### TASK DIRECTIONS
Can you shift every bounding-box coordinate in the answers up by 59 and write out the records again, requests included, from the start through the line with "[281,134,368,199]", leaving out the pictures?

### ENTRIES SHOWN

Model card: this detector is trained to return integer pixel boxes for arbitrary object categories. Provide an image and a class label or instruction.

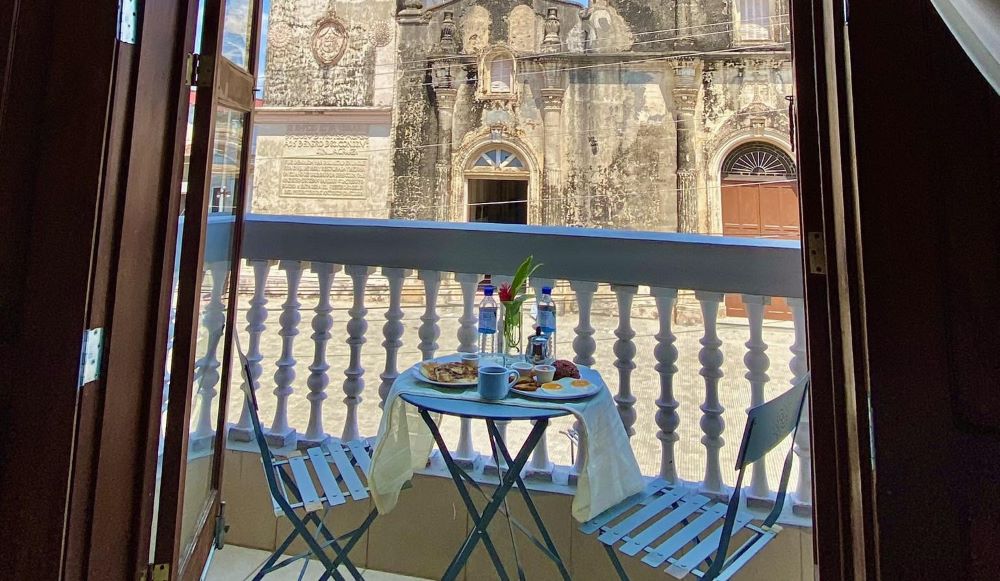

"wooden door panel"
[722,181,799,321]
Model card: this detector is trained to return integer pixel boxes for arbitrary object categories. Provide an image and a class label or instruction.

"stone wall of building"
[254,0,792,233]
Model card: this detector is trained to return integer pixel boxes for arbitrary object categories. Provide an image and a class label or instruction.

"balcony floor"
[205,545,430,581]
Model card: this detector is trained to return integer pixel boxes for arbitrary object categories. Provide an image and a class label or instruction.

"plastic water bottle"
[538,286,556,358]
[479,286,498,357]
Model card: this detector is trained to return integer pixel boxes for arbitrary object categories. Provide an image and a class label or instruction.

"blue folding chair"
[580,374,809,581]
[236,342,378,581]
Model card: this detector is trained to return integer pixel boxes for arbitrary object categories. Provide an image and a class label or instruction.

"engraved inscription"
[281,134,368,199]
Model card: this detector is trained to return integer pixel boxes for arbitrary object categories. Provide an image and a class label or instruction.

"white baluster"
[454,273,483,468]
[525,277,559,481]
[611,284,638,437]
[743,295,773,506]
[695,291,726,496]
[267,260,308,446]
[229,260,274,442]
[650,287,681,483]
[417,270,441,360]
[304,262,340,442]
[378,268,412,408]
[341,265,375,442]
[788,299,812,516]
[191,262,229,449]
[569,280,597,484]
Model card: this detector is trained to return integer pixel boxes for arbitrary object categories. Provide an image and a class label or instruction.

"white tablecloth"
[368,366,645,522]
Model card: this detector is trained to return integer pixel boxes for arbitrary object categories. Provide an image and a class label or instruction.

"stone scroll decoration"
[309,11,348,67]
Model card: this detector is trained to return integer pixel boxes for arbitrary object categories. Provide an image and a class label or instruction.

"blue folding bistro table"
[399,393,570,581]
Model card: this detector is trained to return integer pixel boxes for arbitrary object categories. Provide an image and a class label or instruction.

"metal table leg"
[420,409,570,581]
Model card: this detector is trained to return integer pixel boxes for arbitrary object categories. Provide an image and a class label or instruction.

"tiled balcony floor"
[205,545,422,581]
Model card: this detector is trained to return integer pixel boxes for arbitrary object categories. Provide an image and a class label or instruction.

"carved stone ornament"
[542,8,560,45]
[268,21,295,48]
[310,13,347,67]
[371,20,393,48]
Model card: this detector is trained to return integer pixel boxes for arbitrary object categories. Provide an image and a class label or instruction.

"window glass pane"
[222,0,253,69]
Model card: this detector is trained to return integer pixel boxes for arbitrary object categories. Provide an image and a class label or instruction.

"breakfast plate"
[413,355,479,389]
[510,377,601,401]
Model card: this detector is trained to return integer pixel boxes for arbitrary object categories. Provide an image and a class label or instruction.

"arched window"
[722,141,795,177]
[734,0,771,42]
[478,47,517,99]
[472,147,526,171]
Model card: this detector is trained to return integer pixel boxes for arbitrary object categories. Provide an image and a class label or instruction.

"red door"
[722,178,799,321]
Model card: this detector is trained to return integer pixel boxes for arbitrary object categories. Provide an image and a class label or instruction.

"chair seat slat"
[597,489,692,545]
[347,440,372,478]
[667,514,751,579]
[288,452,323,512]
[306,446,347,506]
[619,494,710,557]
[642,503,726,567]
[323,442,368,500]
[580,479,669,535]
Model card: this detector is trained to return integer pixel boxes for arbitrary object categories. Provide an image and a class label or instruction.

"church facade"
[252,0,798,236]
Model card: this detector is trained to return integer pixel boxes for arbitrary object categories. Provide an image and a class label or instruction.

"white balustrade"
[417,270,441,360]
[303,262,340,442]
[229,260,274,442]
[378,268,412,408]
[611,284,638,438]
[569,280,597,483]
[695,292,726,496]
[340,265,375,442]
[191,262,229,448]
[788,298,812,516]
[743,295,771,505]
[650,287,681,483]
[454,273,483,468]
[267,260,308,446]
[236,216,812,514]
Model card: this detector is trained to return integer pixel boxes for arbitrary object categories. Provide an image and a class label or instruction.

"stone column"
[673,59,700,232]
[434,88,458,220]
[540,55,566,224]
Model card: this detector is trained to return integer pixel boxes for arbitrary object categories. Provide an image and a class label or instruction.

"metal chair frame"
[580,374,809,581]
[237,347,378,581]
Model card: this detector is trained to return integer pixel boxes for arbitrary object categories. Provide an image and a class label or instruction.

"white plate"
[413,355,479,388]
[510,377,602,401]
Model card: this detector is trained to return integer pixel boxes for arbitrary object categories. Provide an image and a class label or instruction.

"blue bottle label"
[479,309,497,335]
[538,309,556,333]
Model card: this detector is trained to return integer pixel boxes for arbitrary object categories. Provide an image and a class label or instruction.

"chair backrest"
[736,373,810,470]
[234,340,284,501]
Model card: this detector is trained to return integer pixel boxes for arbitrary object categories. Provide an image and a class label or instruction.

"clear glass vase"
[501,303,524,367]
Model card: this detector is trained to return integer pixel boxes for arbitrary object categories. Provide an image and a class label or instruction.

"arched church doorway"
[721,141,799,320]
[465,145,530,224]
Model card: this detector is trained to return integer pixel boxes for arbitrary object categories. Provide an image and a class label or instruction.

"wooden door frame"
[791,0,878,580]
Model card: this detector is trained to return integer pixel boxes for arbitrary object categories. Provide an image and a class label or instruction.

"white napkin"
[368,366,645,522]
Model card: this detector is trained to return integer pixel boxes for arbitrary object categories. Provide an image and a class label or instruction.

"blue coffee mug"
[479,365,520,401]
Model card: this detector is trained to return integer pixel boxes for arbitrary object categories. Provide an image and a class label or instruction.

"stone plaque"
[280,128,368,199]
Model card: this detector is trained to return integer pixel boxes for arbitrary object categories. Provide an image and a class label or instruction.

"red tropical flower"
[500,282,514,303]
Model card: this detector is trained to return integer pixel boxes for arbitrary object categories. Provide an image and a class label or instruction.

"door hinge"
[806,232,826,274]
[185,53,215,87]
[77,327,104,388]
[215,502,229,551]
[139,563,170,581]
[118,0,139,44]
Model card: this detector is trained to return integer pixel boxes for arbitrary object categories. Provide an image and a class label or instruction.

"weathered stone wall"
[255,0,792,232]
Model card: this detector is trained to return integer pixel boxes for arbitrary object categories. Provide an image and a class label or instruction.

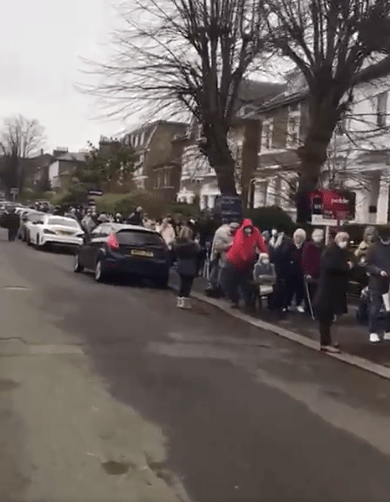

### RESULT OF THIS TASK
Model card: this detector is trained to return integer pixel boxes for arbitrary object categories. Provide an image and a class label or instruction.


"wooden door panel"
[781,240,858,380]
Model card: this detector is trained to return integer pixel boxes for arbitrary object categories. Provide an image and a class label or instruction.

"stone wall of building"
[313,59,851,292]
Model card: this detector is trained to return integer pixel boxes for arbitrary object categories. Provide an image and a class label or instruction.

"balcony floor"
[264,604,489,640]
Model card: this detector is trained to return integer pixel boxes for arbitrary object categories. Provide an image and a class label or instruction.

"plastic water bottle"
[597,345,615,417]
[538,345,557,416]
Model card: this detector is trained to return integer pixel boxes for arbitrary object categories. Provide an image and a class label or instruction.

"blue folding chair"
[639,433,868,640]
[295,401,437,640]
Model card: this detector is trained to return integer pixel boxes for arbitrary object categories. Provide an image and a class label or instruction.

"engraved inscription"
[340,193,427,258]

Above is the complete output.